#### Trecho citado

Para Gustavo Cruz, estrategista-chefe da RB Investimentos e que produziu o estudo, reduzir o gap de produtividade e tornar a pecuária brasileira ainda mais competitiva em âmbito global passa por três pilares: adoção de tecnologia, planejamento financeiro e modernização cultural.
Em entrevista ao AgFeed, ele pontuou que a produtividade americana é mais alta devido à predominância de confinamentos no país.
“Isso permite maior controle sobre ganho de peso dos animais. Aqui no Brasil, ainda há uma resistência muito grande ao confinamento. Isso é particularmente visível em estados como São Paulo, onde estivemos recentemente para um evento de pecuária no interior”, afirmou.

########
#### Amostras do conjunto

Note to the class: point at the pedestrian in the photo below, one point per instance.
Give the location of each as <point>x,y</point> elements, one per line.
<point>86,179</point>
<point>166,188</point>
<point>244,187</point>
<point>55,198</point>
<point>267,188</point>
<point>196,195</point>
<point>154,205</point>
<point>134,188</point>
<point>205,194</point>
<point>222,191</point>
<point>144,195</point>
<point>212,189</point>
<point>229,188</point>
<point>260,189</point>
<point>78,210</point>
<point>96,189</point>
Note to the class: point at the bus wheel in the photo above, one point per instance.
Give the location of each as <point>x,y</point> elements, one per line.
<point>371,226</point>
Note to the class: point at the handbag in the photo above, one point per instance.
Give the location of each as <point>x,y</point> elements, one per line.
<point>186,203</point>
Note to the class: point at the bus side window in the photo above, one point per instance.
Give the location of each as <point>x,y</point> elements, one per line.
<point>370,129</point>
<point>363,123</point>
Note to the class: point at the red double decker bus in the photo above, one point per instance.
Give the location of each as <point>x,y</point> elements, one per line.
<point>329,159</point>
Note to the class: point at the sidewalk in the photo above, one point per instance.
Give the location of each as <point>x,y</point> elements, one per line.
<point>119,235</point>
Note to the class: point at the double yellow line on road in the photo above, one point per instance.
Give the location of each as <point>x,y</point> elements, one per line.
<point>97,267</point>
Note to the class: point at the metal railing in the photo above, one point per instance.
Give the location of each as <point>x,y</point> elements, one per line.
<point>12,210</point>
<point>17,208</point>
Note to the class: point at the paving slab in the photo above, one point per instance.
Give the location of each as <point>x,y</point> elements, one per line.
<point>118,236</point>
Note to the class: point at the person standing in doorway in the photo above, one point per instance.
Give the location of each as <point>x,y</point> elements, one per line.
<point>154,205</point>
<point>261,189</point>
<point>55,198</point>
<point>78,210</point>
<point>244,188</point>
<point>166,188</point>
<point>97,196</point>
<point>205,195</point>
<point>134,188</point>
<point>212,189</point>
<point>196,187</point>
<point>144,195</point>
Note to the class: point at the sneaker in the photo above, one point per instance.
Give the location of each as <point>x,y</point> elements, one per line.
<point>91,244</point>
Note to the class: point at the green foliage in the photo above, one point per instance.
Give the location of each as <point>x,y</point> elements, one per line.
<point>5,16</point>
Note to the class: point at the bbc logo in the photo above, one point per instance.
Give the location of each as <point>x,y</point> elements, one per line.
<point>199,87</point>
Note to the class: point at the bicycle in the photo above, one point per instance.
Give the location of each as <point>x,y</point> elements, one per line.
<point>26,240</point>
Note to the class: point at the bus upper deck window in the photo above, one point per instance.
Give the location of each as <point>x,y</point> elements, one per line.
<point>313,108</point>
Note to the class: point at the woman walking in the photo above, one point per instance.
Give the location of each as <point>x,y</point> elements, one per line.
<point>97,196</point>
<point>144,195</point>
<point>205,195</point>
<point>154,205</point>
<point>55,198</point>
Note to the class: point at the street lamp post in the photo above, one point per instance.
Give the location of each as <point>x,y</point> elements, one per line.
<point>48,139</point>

########

**Sua tarefa**
Repita literalmente o trecho sobre a pecuária brasileira, começando nas palavras que contêm "Para Gustavo Cruz, estrategista-chefe" e parando logo após "e modernização cultural.". Os registros constituem material à parte, sem relação com o trecho.

**Resposta ao problema**
Para Gustavo Cruz, estrategista-chefe da RB Investimentos e que produziu o estudo, reduzir o gap de produtividade e tornar a pecuária brasileira ainda mais competitiva em âmbito global passa por três pilares: adoção de tecnologia, planejamento financeiro e modernização cultural.